- _ASSIGNED TASK_
Please return the listing exactly as it stands, skipping any pictures.

--- SOURCE DATA ---

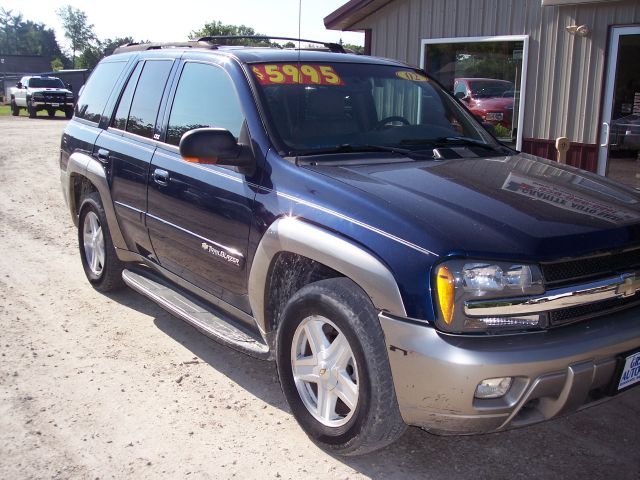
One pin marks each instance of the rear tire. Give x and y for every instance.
(334, 369)
(99, 260)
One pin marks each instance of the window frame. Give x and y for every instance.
(166, 115)
(501, 38)
(115, 90)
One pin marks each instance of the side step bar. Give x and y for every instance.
(207, 319)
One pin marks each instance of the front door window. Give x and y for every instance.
(623, 149)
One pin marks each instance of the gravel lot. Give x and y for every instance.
(95, 386)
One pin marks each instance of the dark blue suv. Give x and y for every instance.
(346, 217)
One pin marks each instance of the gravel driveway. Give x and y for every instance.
(95, 386)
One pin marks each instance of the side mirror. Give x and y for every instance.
(216, 146)
(489, 128)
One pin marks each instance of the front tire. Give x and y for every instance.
(101, 265)
(334, 369)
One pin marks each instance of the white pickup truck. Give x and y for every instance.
(41, 93)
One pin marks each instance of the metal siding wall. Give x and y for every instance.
(565, 72)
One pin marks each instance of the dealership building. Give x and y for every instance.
(536, 69)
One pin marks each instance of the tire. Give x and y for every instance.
(101, 265)
(31, 110)
(342, 393)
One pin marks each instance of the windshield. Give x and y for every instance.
(45, 83)
(490, 88)
(317, 108)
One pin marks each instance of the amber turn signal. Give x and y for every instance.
(445, 285)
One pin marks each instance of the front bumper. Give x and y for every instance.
(555, 372)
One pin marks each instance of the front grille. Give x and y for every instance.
(565, 316)
(568, 272)
(54, 97)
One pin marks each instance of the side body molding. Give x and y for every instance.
(88, 167)
(289, 234)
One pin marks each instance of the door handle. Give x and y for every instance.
(103, 155)
(161, 177)
(606, 136)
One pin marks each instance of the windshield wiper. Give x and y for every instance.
(356, 148)
(463, 141)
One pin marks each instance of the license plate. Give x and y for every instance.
(630, 374)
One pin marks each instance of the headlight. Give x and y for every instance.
(460, 281)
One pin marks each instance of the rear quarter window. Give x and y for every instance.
(97, 90)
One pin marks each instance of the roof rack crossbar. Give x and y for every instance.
(213, 42)
(132, 47)
(333, 47)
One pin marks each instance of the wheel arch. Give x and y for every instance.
(86, 174)
(318, 254)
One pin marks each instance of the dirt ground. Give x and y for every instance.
(95, 386)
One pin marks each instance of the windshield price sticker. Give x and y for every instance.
(413, 76)
(288, 74)
(631, 372)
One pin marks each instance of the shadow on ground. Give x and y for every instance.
(597, 443)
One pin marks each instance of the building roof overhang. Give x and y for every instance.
(352, 12)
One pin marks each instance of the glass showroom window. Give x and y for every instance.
(487, 74)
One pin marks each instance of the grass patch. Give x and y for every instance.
(5, 111)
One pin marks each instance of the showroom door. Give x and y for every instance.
(619, 151)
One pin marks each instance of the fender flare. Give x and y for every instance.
(83, 165)
(289, 234)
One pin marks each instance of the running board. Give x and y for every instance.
(210, 321)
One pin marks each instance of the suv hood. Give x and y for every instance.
(50, 90)
(516, 206)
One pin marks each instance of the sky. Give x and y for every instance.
(161, 21)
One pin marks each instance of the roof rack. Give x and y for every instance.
(213, 42)
(333, 47)
(133, 47)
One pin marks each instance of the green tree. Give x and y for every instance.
(24, 37)
(56, 64)
(89, 57)
(217, 28)
(77, 29)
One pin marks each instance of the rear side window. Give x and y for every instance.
(147, 96)
(205, 97)
(122, 114)
(97, 90)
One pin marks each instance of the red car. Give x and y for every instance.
(485, 98)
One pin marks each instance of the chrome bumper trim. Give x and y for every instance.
(620, 286)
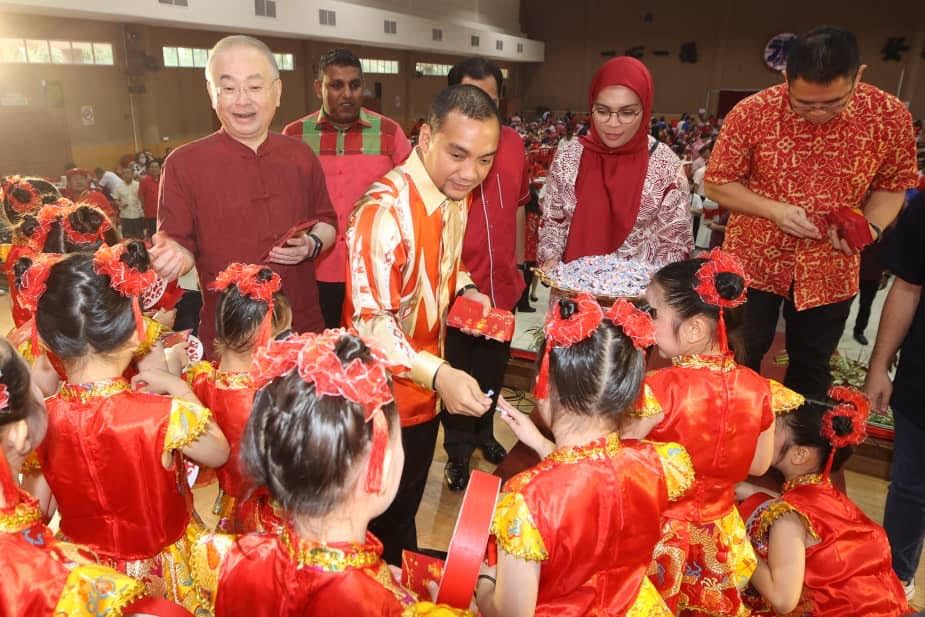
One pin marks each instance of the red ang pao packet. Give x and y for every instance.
(467, 313)
(851, 226)
(417, 570)
(295, 230)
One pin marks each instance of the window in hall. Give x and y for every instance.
(37, 51)
(429, 69)
(285, 62)
(379, 66)
(327, 18)
(265, 8)
(12, 50)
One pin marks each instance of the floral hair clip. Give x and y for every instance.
(566, 331)
(126, 280)
(635, 323)
(32, 286)
(83, 237)
(718, 261)
(245, 278)
(22, 196)
(365, 383)
(852, 405)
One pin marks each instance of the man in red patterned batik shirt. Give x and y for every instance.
(785, 158)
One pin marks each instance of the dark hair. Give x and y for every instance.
(805, 425)
(14, 374)
(238, 316)
(80, 312)
(822, 55)
(47, 191)
(84, 219)
(599, 376)
(468, 100)
(338, 57)
(304, 447)
(475, 68)
(677, 281)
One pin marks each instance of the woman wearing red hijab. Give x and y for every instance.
(616, 189)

---

- _TASK RESULT_
One pin marks each instance of the rear tire. Give x and y for every instance.
(334, 369)
(99, 260)
One pin marks each instance of the window frame. Give x and y for every instance.
(166, 115)
(501, 38)
(115, 90)
One pin marks each instance of the side step bar. Give x and y for every instance.
(207, 319)
One pin marks each instance of the front door window. Give x and y for every instance.
(623, 149)
One pin marks each instance of the gravel lot. Give x and y for every instance.
(95, 386)
One pin marks each instance of the dark blue suv. Give x and y for every instance.
(346, 217)
One pin marks each instance of the gravel driveway. Give x and y for every instance.
(95, 386)
One pin marks each instance of the side mirror. Give x and y for every instance.
(216, 146)
(489, 128)
One pin marks each instance of the front tire. Give x and y for every instance.
(101, 265)
(334, 369)
One pin marks each instance of the white pickup truck. Give x and y for every instance.
(41, 93)
One pin marks each instance of the metal siding wall. Give x and y for every instance.
(565, 72)
One pin marks each instance of the dealership building. Give x and y for every instance.
(536, 69)
One pin marks each instance of the tire. Give x and y for every instance.
(101, 265)
(31, 110)
(342, 393)
One pin marks each instance of the windshield. Give x and y for every instance.
(45, 83)
(490, 88)
(317, 108)
One pin marks each instance of the amber turn signal. Give x and y for every instance.
(445, 285)
One pin marks each instance of the front bumper. Give x and y for every instance.
(555, 372)
One pin marks each instance of the front grille. Give x and y for every instance.
(565, 316)
(568, 272)
(54, 97)
One pin marks each instance of the side body molding. Give x and y for every instance.
(88, 167)
(289, 234)
One pin marks each instance of the door handle. Give x and y for every instance.
(103, 155)
(161, 177)
(606, 136)
One pin marks each instance of the windshield wiper. Give x and y for every instance.
(356, 148)
(463, 141)
One pin marks each instance of the license plate. Give x and y for every instance.
(630, 374)
One pin marks each instance of the headlight. Give x and y for every instance.
(460, 281)
One pin marks each instance of the rear quarter window. Give x and y for every instance.
(97, 90)
One pin marks each instance of the roof rack crossbar. Give x and y for every instance.
(213, 42)
(132, 47)
(333, 47)
One pin marks each instance of the wheel arch. Give x and y for every instance.
(86, 174)
(318, 254)
One pin marks each instance of the dirt ground. Give x and y for every instance.
(95, 386)
One pin marks each instance of the windshield price sticker. Give x and y for every instance.
(413, 76)
(288, 74)
(631, 372)
One pin marks each instance of the shadow on ground. Give x and y for every instance.
(597, 443)
One pin marks each instance of the building roof overhang. Give x and y for every instance.
(352, 12)
One pin marks each instance of the glass showroom window. Give x and y for every instance.
(487, 74)
One pin marks each instance of the grass patch. Give x and y for every instance.
(5, 111)
One pin marks each instance of the showroom door. Give x and y for every instance.
(619, 151)
One pin marks each instance of the fender flare. Give x and y for every instance.
(83, 165)
(289, 234)
One pin marks each instance of the running board. Give x and y for every instance.
(210, 321)
One pin marks each instance of the suv hood. Give x and y for every instance.
(50, 90)
(516, 206)
One pin marks each instance of the sky. Give x and y for every instance.
(161, 21)
One pin marks each instance of the roof rack. Give x and y for every instance.
(213, 42)
(333, 47)
(133, 47)
One pin marks each instance of the green tree. Give x and y for every instance.
(24, 37)
(56, 64)
(89, 57)
(217, 28)
(77, 29)
One pin marks each instance of the rear side window. Give x and y for every instance.
(147, 96)
(205, 97)
(122, 114)
(97, 90)
One pin marks each instance of the red car. Give x and y for every instance.
(485, 98)
One pin marks each instance of the chrome bumper trim. Give x and y for every instance.
(620, 286)
One pin marks each instance of the red ang pao packet. Give x and y for every instance.
(467, 313)
(851, 226)
(417, 570)
(295, 230)
One pin marks each instance of the window in hall. Give x and y for every instance.
(37, 51)
(429, 69)
(285, 62)
(379, 66)
(327, 18)
(265, 8)
(12, 50)
One pin marks each instance of the floral hair clip. Give x and y for every instance.
(566, 331)
(126, 280)
(635, 323)
(32, 286)
(83, 237)
(718, 261)
(245, 278)
(22, 196)
(365, 383)
(852, 405)
One pin marks each instance of the man in red patterned batik shirt. Give x and y for every instance.
(785, 158)
One pin marks each instance of the dark hair. Give x and y for every instance.
(805, 425)
(14, 374)
(238, 316)
(80, 312)
(822, 55)
(47, 191)
(84, 219)
(599, 376)
(468, 100)
(338, 57)
(304, 447)
(475, 68)
(677, 281)
One pin marks each instance of the woman wearing red hijab. Give x and y for every instance.
(616, 189)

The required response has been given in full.